I'm probably the exception, but I thought that the weakest part of The Social Network was the dialog. With the exception of Andrew Garfield's Eduardo Savarin and Rashida Jones's lawyer, everyone sounded the same. I chalked that up to their otherness - Jones appeared in framing scenes rather than the main story, and Garfield's natural accent is English rather than American. Whatever the reason, this distinctiveness made me find Savarin more sympathetic than the rest of the young men involved in the founding of Facebook.

_Given exercise a_
Please rescale the rows below. Give every line again, requests included, with each coordinate in the answers multiplied by 1.2 and rounded to a whole number (halves round up). Leave the requests and their format samples unchanged.

_Record list_
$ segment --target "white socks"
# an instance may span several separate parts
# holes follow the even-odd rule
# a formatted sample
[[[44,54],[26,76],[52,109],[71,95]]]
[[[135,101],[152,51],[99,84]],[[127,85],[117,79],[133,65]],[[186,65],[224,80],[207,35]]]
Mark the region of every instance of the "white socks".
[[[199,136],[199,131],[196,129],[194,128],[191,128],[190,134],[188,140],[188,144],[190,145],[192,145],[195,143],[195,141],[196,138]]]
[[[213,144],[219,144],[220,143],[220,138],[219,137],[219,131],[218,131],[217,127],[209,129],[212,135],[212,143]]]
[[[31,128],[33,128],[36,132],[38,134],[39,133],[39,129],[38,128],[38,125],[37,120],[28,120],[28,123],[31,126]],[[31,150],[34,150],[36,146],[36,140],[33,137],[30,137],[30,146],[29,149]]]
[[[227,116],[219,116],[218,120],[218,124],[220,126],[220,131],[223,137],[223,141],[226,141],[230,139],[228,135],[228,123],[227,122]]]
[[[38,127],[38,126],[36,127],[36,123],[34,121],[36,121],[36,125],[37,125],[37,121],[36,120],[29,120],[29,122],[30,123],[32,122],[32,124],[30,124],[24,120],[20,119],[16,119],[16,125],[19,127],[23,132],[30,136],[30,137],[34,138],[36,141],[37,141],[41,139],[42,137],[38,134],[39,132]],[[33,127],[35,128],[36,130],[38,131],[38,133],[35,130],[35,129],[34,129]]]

_Given exercise b_
In the text on The Social Network, write out the stretch from "I'm probably the" through "founding of Facebook." again, replacing "sympathetic" with "likable".

_Expected output a_
$ segment --target "white socks"
# an instance may span several separate parts
# holes follow the even-odd rule
# a formatted sample
[[[44,54],[26,76],[52,109],[71,95]]]
[[[135,101],[152,51],[99,84]],[[127,85],[117,79],[133,65]],[[186,65],[224,80],[207,35]]]
Mark the region of every instance of the "white socks".
[[[239,163],[239,157],[235,155],[233,154],[229,154],[228,161],[226,168],[226,173],[228,174],[230,174],[234,172],[234,169],[235,166]]]
[[[256,173],[263,173],[264,172],[264,166],[263,164],[263,157],[262,157],[260,152],[251,155],[254,162],[254,172]]]
[[[37,154],[40,154],[43,158],[46,161],[47,160],[47,155],[46,154],[46,150],[44,144],[34,144],[34,148],[37,151]],[[37,180],[41,180],[43,175],[43,168],[40,164],[36,164],[36,175],[35,179]]]
[[[272,139],[263,139],[262,144],[262,149],[264,151],[264,157],[268,164],[268,169],[271,169],[276,167],[274,162],[274,148],[272,146]]]
[[[46,152],[46,151],[43,152],[43,148],[41,145],[43,145],[43,150],[44,150],[44,145],[43,144],[35,144],[35,146],[36,148],[38,146],[38,149],[36,149],[29,144],[24,143],[19,143],[19,150],[23,152],[28,158],[36,163],[36,164],[41,166],[43,169],[44,169],[49,167],[50,164],[46,161],[47,158]],[[40,152],[42,154],[43,156],[46,157],[46,160],[42,156],[42,155],[41,155]]]

_Expected output b_
I'm probably the exception, but I thought that the weakest part of The Social Network was the dialog. With the exception of Andrew Garfield's Eduardo Savarin and Rashida Jones's lawyer, everyone sounded the same. I chalked that up to their otherness - Jones appeared in framing scenes rather than the main story, and Garfield's natural accent is English rather than American. Whatever the reason, this distinctiveness made me find Savarin more likable than the rest of the young men involved in the founding of Facebook.